Task details>
Repeat the data that follows, word for word, without the images.

Point labeling examples
----
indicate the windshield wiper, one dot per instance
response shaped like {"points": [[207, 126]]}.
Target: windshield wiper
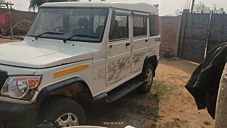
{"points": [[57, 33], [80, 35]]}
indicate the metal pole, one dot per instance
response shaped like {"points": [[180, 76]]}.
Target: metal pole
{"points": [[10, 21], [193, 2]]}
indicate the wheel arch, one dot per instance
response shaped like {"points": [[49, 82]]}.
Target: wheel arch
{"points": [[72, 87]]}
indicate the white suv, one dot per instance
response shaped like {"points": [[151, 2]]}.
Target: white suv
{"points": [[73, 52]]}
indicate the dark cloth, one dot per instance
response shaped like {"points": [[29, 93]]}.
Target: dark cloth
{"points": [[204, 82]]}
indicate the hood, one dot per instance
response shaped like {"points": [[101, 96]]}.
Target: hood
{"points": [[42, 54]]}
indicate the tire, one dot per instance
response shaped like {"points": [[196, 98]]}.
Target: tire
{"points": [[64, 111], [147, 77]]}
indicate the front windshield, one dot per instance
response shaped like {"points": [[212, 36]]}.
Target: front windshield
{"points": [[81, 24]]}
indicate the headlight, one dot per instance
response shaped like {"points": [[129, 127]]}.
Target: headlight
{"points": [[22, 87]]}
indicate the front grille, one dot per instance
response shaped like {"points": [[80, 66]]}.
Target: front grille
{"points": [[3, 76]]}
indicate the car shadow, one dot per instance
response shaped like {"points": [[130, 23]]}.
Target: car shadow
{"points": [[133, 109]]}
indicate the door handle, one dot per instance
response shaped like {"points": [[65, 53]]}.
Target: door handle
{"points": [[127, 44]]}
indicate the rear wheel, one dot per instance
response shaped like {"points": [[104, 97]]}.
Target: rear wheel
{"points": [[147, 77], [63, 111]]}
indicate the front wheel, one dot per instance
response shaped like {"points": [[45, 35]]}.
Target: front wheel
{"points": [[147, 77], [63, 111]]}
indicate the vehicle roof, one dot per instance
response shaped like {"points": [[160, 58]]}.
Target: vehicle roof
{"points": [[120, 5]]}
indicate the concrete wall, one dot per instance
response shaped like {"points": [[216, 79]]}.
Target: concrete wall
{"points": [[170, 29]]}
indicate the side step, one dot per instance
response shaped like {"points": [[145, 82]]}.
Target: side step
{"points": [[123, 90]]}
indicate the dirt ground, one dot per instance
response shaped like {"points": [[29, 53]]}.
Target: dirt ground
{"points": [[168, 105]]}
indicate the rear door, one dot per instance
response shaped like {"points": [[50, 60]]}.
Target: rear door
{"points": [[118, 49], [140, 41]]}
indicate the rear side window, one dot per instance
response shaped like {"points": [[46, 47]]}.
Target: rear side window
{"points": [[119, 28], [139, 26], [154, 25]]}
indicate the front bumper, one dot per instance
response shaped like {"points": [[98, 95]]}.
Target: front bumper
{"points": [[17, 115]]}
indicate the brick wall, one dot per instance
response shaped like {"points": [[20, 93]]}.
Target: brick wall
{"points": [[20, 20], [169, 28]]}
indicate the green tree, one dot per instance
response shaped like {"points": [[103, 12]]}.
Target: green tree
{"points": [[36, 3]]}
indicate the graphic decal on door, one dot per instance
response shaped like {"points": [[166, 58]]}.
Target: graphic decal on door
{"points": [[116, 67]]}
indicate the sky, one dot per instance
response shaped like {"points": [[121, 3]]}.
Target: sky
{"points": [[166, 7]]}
----
Task response>
indicate the windshield wiper, one dot per instance
response shaped like {"points": [[207, 126]]}.
Target: windshield wiper
{"points": [[57, 33], [80, 35]]}
indicate the metal pole, one dot per instance
response shaped like {"points": [[180, 76]]}.
Target: metal pole
{"points": [[10, 21], [193, 2]]}
indicate the wheel arch, one dot per instance
response shaped like {"points": [[49, 82]]}.
Target: wheel arch
{"points": [[72, 87]]}
indicate the white suv, one dot per instance
response shaped like {"points": [[151, 2]]}.
Target: white suv
{"points": [[73, 52]]}
indicate the dark cloth, one dot per instance
response shaped like {"points": [[29, 93]]}.
Target: dark cloth
{"points": [[204, 82]]}
indicate the hood, one dot per instance
response shaped like {"points": [[101, 96]]}.
Target: hood
{"points": [[42, 54]]}
indicate the tire, one dot per instance
response shaped like {"points": [[196, 98]]}.
Target: tire
{"points": [[64, 111], [147, 77]]}
indicate the front windshield, one dot per instance
response shaped like {"points": [[212, 36]]}.
Target: front windshield
{"points": [[81, 24]]}
indicate the headlight, one dot per instance
response shaped like {"points": [[129, 127]]}.
Target: headlight
{"points": [[22, 87]]}
indicate the front grille, one dot per instance
response shaped like {"points": [[80, 66]]}.
Target: front grille
{"points": [[3, 76]]}
indicate the car shadow, one dot per instance
response shaped like {"points": [[130, 23]]}.
Target: car shadow
{"points": [[133, 109]]}
indicate the door handle, one dot per instance
response shaped like {"points": [[65, 53]]}.
Target: door handle
{"points": [[127, 44]]}
indicate the rear wheel, one dot per instance
response shaped like {"points": [[104, 97]]}.
Target: rear wheel
{"points": [[147, 77], [63, 111]]}
indicate the front wheel, one dot per instance
response shaped like {"points": [[45, 35]]}.
Target: front wheel
{"points": [[147, 77], [63, 111]]}
indicate the vehicle roof, one dot per instance
response shaped like {"points": [[160, 58]]}.
Target: vehicle roof
{"points": [[120, 5]]}
indicate the concrete wall, one dot per instance
response shaped like {"points": [[216, 79]]}.
Target: concrete wall
{"points": [[170, 29]]}
indicate the side step, one dot per instance
response shaped like {"points": [[145, 82]]}.
Target: side step
{"points": [[123, 90]]}
indicate the dirt ground, one dot per instance
response shaped like {"points": [[29, 53]]}.
Target: dirt ground
{"points": [[168, 105]]}
indicate the rear door, one dot per instance
response shaped like {"points": [[50, 60]]}.
Target: rear door
{"points": [[118, 49], [140, 41]]}
indicate the rear side window, one dot per instance
response shaped like {"points": [[46, 47]]}.
Target: rear side window
{"points": [[119, 28], [139, 26], [154, 25]]}
indicate the front bumper, one dot per instance
response shaped like {"points": [[98, 95]]}.
Target: front bumper
{"points": [[17, 115]]}
indicate the brick wall, one dot per instance
response shaped like {"points": [[20, 93]]}.
Target: brick wall
{"points": [[20, 20], [169, 28]]}
indicate the green tree, one dot per instance
response shaped like {"points": [[103, 12]]}.
Target: green tree
{"points": [[36, 3]]}
indicate the graphic decal on door, one dot per instance
response shaped like {"points": [[166, 58]]}.
Target: graphic decal on door
{"points": [[116, 67]]}
indicate the sky, one dot per instance
response shaped like {"points": [[121, 3]]}.
Target: sky
{"points": [[166, 7]]}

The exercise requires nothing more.